(Labeled area outline entries)
*-*-*

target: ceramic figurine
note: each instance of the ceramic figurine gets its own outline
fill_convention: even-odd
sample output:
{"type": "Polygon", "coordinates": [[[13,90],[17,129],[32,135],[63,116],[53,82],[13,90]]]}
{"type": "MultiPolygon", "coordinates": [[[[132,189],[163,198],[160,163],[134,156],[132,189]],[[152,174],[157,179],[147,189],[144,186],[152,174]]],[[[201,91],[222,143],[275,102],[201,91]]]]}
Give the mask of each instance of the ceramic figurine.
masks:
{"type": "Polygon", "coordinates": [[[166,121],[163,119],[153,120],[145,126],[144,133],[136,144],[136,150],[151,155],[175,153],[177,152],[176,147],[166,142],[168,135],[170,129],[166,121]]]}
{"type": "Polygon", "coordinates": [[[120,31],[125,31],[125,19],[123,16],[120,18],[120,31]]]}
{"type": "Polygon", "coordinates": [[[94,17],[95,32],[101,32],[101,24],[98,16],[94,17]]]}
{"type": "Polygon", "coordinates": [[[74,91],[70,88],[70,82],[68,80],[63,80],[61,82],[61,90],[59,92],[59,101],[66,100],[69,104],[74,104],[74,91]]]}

*-*-*

- _TASK STATEMENT_: Could you quote the material above in full, exactly as it stands?

- _ANSWER TO THIS EXERCISE_:
target: ceramic figurine
note: each instance of the ceramic figurine gets its own outline
fill_convention: even-odd
sample output:
{"type": "Polygon", "coordinates": [[[13,90],[17,129],[32,135],[63,116],[53,82],[13,90]]]}
{"type": "MultiPolygon", "coordinates": [[[[132,189],[163,198],[160,163],[134,156],[132,189]],[[152,174],[157,179],[147,189],[144,186],[152,174]]],[[[201,91],[222,143],[275,102],[201,91]]]]}
Give the mask of each instance of the ceramic figurine.
masks:
{"type": "Polygon", "coordinates": [[[166,121],[163,119],[153,120],[145,126],[144,133],[136,144],[136,150],[151,155],[175,153],[177,152],[176,147],[166,142],[168,135],[170,129],[166,121]]]}
{"type": "Polygon", "coordinates": [[[120,31],[125,31],[125,19],[123,16],[120,18],[120,31]]]}
{"type": "Polygon", "coordinates": [[[94,17],[95,32],[101,32],[101,24],[98,16],[94,17]]]}
{"type": "Polygon", "coordinates": [[[74,91],[70,88],[70,82],[68,80],[63,80],[61,82],[61,90],[59,92],[59,101],[66,100],[69,104],[74,104],[74,91]]]}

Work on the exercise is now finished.